>>>
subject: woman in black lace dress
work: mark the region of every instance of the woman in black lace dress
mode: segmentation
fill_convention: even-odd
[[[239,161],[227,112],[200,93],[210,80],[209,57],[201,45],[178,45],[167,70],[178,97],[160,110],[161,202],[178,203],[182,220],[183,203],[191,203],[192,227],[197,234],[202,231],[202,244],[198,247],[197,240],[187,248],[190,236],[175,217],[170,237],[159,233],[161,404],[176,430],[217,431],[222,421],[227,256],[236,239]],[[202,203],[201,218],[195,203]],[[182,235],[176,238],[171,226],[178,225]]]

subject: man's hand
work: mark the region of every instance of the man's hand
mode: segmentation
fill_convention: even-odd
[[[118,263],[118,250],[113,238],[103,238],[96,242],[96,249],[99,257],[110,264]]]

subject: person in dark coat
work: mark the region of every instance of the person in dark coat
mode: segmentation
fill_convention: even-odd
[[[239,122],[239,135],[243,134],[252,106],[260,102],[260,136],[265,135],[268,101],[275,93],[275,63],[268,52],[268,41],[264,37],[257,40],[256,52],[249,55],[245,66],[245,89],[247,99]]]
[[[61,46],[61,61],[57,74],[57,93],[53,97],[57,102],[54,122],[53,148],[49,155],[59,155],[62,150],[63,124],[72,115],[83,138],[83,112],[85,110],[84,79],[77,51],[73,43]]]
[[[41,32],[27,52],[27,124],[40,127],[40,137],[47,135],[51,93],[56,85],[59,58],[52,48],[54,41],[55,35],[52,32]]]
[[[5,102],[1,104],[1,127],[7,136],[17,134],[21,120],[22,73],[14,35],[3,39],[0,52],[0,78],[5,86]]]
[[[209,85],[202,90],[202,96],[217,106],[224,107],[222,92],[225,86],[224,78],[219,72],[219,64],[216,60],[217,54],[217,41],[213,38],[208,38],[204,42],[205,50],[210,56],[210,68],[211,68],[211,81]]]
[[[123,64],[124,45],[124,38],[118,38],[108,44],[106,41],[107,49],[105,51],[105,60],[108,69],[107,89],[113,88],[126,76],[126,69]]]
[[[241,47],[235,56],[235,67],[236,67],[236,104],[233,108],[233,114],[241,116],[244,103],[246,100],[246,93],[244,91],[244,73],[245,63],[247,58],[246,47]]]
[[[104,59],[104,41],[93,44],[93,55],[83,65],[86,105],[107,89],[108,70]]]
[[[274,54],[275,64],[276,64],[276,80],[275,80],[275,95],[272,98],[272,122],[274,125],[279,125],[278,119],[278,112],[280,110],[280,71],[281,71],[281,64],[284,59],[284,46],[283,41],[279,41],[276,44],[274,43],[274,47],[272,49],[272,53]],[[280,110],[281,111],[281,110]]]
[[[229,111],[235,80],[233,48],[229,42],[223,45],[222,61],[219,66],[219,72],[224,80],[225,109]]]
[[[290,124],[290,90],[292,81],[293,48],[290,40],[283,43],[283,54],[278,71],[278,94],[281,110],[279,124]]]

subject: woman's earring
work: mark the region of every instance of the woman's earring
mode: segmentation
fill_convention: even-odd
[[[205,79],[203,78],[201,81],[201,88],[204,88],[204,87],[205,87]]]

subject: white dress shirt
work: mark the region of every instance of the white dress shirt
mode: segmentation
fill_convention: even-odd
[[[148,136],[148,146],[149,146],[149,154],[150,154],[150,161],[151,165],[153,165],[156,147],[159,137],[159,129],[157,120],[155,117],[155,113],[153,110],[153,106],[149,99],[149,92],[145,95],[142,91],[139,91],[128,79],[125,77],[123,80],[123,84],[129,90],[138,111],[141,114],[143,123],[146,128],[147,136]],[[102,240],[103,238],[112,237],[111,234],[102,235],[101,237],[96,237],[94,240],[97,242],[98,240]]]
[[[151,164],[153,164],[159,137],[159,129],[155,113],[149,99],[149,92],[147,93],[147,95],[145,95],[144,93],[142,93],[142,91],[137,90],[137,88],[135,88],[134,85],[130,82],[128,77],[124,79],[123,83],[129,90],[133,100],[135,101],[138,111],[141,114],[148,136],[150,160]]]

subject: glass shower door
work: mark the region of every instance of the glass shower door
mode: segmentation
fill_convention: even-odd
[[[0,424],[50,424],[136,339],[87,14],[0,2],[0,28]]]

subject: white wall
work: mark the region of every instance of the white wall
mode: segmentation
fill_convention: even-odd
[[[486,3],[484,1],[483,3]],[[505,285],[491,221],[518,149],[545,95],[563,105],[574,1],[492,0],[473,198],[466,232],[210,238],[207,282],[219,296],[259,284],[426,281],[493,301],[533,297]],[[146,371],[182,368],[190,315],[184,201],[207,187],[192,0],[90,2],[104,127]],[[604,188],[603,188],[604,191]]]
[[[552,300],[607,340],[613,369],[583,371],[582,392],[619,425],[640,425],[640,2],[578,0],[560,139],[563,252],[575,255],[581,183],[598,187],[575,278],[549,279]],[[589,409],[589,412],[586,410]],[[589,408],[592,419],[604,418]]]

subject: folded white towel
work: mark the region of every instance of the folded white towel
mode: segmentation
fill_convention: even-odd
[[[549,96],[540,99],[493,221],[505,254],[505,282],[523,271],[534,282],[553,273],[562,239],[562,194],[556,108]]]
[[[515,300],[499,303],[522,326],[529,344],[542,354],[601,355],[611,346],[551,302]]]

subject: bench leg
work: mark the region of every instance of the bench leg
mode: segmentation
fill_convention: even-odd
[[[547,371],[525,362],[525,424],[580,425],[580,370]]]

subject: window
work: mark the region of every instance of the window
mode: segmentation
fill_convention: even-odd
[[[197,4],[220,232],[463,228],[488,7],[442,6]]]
<<<
--- EXERCISE DIRECTIONS ---
Return every line from the entries above that includes the word "mark".

--- EXERCISE RESULT ---
work: mark the region of every instance of the woman in black lace dress
work: mark the region of every instance of the man's hand
work: mark the region of every instance of the person in dark coat
work: mark the region of every instance of the woman's earring
work: mark the region of every instance of the white dress shirt
work: mark the region of every instance of the glass shower door
work: mark the region of every instance of the white wall
work: mark the region of every instance of the folded white towel
work: mark the region of every instance of the bench leg
work: mark the region of every instance of the window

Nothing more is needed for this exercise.